» RAW DATA:
* START *
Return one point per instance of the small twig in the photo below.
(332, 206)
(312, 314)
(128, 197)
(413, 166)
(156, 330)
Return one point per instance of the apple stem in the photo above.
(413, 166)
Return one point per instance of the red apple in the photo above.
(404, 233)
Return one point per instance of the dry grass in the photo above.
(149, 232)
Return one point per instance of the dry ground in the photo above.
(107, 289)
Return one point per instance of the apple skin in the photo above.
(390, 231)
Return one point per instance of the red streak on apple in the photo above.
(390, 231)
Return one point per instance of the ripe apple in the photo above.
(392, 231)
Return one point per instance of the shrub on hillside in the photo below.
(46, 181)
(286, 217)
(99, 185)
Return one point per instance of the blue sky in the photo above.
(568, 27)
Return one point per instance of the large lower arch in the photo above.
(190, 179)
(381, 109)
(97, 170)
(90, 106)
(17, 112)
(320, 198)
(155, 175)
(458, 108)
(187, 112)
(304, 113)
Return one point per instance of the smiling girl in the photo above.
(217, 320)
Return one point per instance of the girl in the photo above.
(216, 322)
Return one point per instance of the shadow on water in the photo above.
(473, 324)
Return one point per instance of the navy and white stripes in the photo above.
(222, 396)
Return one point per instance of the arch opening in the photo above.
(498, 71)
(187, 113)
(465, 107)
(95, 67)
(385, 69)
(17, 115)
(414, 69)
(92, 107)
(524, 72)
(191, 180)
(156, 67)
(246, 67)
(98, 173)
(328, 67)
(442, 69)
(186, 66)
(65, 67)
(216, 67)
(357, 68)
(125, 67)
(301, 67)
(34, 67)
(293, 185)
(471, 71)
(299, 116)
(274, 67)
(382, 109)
* END *
* START *
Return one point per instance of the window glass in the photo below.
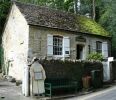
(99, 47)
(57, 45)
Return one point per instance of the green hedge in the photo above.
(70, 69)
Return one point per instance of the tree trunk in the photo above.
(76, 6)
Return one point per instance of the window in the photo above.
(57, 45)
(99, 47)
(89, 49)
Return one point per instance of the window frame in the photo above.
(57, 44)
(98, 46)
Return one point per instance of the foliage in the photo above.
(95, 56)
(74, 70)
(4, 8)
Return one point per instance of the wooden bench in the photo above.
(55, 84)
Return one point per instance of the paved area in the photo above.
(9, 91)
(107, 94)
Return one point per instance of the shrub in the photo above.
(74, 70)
* END *
* START *
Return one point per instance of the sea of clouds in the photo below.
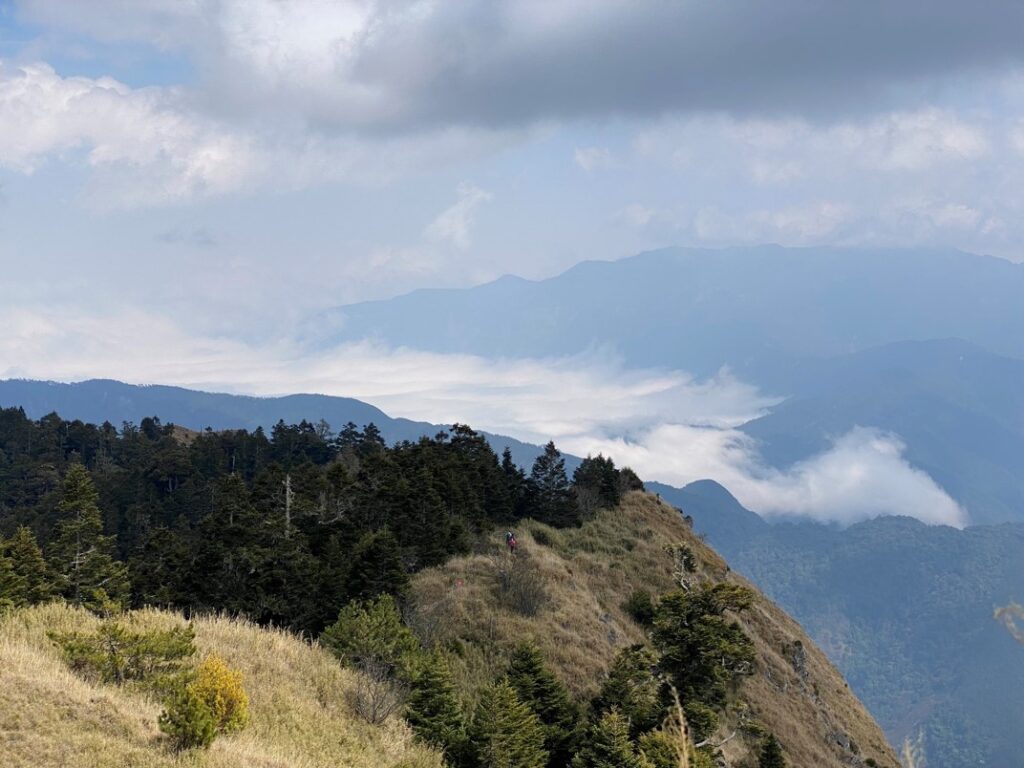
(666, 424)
* END *
» YOUR GOAL: Pick out each line above that contains the word "girl", and copy those lines.

» RESPONSE:
Return one point per instance of the smiling girl in the photo above.
Return one point per instance of the girl in the photo above.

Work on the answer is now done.